Could the records below be restated word for word, without a single picture?
______________________________
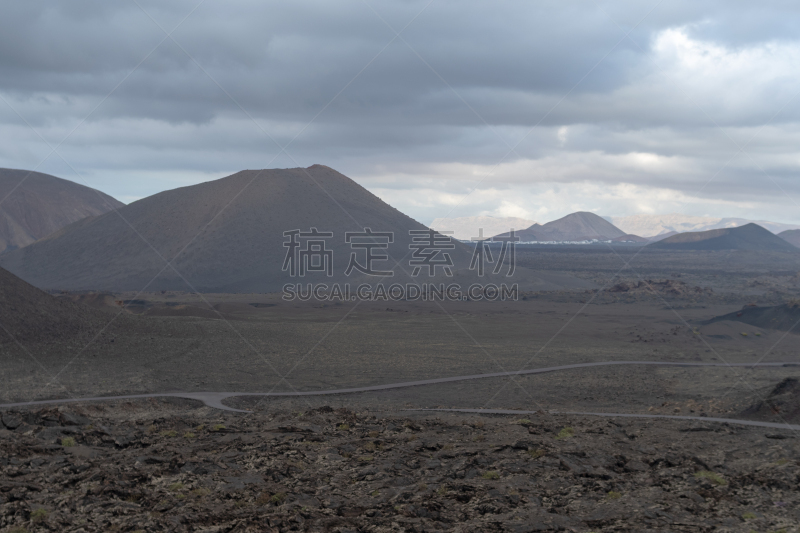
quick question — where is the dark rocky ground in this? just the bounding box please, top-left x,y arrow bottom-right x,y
1,401 -> 799,533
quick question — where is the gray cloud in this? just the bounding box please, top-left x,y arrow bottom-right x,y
0,0 -> 798,224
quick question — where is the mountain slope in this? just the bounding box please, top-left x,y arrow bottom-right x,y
0,166 -> 476,292
494,212 -> 627,242
705,302 -> 800,332
0,169 -> 123,253
0,266 -> 104,343
648,223 -> 798,251
779,229 -> 800,248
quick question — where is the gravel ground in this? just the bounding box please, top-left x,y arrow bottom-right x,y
1,401 -> 799,533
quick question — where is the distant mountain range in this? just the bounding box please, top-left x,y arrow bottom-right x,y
494,211 -> 647,243
435,213 -> 800,243
0,169 -> 123,253
607,214 -> 800,237
649,223 -> 798,252
0,166 -> 479,293
493,212 -> 633,242
2,166 -> 798,294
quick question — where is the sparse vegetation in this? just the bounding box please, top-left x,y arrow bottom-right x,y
60,436 -> 76,447
30,508 -> 48,523
556,427 -> 575,440
160,429 -> 177,437
742,512 -> 757,519
0,402 -> 795,531
211,424 -> 225,432
527,448 -> 546,459
337,423 -> 350,431
695,470 -> 727,485
183,431 -> 196,439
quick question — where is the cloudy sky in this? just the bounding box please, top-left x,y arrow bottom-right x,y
1,1 -> 799,225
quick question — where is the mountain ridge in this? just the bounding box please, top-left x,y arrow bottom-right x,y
648,223 -> 798,251
609,213 -> 800,237
494,211 -> 627,242
0,169 -> 123,253
0,166 -> 478,292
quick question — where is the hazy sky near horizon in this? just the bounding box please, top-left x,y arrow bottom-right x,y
1,1 -> 799,225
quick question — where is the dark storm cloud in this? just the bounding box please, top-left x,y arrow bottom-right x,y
0,1 -> 798,222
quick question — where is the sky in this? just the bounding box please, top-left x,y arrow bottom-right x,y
1,1 -> 799,226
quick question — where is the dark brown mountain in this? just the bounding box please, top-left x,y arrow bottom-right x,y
0,166 -> 478,293
647,223 -> 798,251
0,266 -> 104,343
778,229 -> 800,248
0,169 -> 123,254
493,211 -> 627,242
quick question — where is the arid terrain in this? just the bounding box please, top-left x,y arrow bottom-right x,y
2,245 -> 800,532
3,1 -> 800,530
1,402 -> 799,533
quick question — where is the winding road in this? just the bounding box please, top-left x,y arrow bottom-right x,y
409,409 -> 800,431
1,360 -> 797,430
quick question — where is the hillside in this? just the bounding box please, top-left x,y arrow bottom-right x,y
647,223 -> 799,251
0,166 -> 478,293
0,266 -> 104,343
779,229 -> 800,248
494,212 -> 627,242
705,302 -> 800,332
0,169 -> 123,253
______________________________
TASK ANSWER:
quick question — where is the dark rocky ground in this? just the bounding box please, top-left x,y arrow bottom-right x,y
1,401 -> 799,533
quick question — where is the gray cloud in this? just the bounding box please, top-left x,y arrow bottom-right x,y
0,0 -> 798,224
quick question — where is the mountain slope in this? just the bounding box please, top-left x,y arrow bottom-right x,y
0,166 -> 476,292
494,212 -> 627,242
705,302 -> 800,332
0,169 -> 123,253
0,266 -> 104,343
648,223 -> 798,251
779,229 -> 800,248
quick question — where is the gravel ground in this? just the bounding box please, top-left x,y arrow bottom-right x,y
1,401 -> 799,533
quick question — where is the distant mountain range in this? just the bounding box please, top-left x,y arrow bottom-right x,y
494,211 -> 647,243
435,213 -> 800,243
0,169 -> 123,253
607,214 -> 800,237
649,223 -> 798,252
0,166 -> 479,293
493,212 -> 633,242
2,166 -> 798,294
quick question — where is the sparse vegetation in this? just the bounding box please, top-left x,y arrow bottom-right x,y
60,436 -> 76,447
30,508 -> 48,523
556,427 -> 575,440
160,429 -> 177,437
742,512 -> 757,519
0,402 -> 795,531
211,424 -> 225,432
527,448 -> 546,459
337,423 -> 350,431
695,470 -> 727,485
183,431 -> 196,439
quick question — where is the cloudy sky in this? just the bounding box please, top-left x,y arrow bottom-right x,y
1,1 -> 799,225
quick question — where is the mountain ridge in this? just the bounding box please, top-left x,y arrow bottom-right x,y
648,223 -> 798,251
609,213 -> 800,237
494,211 -> 627,242
0,169 -> 123,253
0,166 -> 478,292
quick question — where is the hazy sky near horizon in this? just the bounding box please, top-left x,y arrow bottom-right x,y
1,1 -> 799,225
quick question — where is the dark storm cloud in this? just the bounding box please, top-left x,y arrow bottom-right x,y
0,1 -> 798,222
quick question — where is the sky in this? just the bounding box please, top-left x,y arrow bottom-right x,y
1,1 -> 799,226
quick question — where is the dark brown mountain in this? just the bounding box please, top-left x,y arrow bottom-right x,y
0,166 -> 478,293
647,223 -> 798,251
0,266 -> 104,343
778,229 -> 800,248
0,169 -> 123,254
493,211 -> 627,242
quick question — where is the arid terrain in this? just the bounding box please, top-left x,y arrow bottom-right x,y
2,245 -> 800,532
3,1 -> 800,530
1,402 -> 799,533
quick question — where is the winding road in this? just the bounding box please, top-left x,y arrow bottom-right x,y
409,409 -> 800,431
1,360 -> 797,430
quick question — where is the hillside in this? just the bounding box please, top-left x,y arrow bottom-right x,y
647,223 -> 799,251
0,166 -> 478,293
0,266 -> 104,343
779,229 -> 800,248
494,212 -> 627,242
705,302 -> 800,332
0,169 -> 123,253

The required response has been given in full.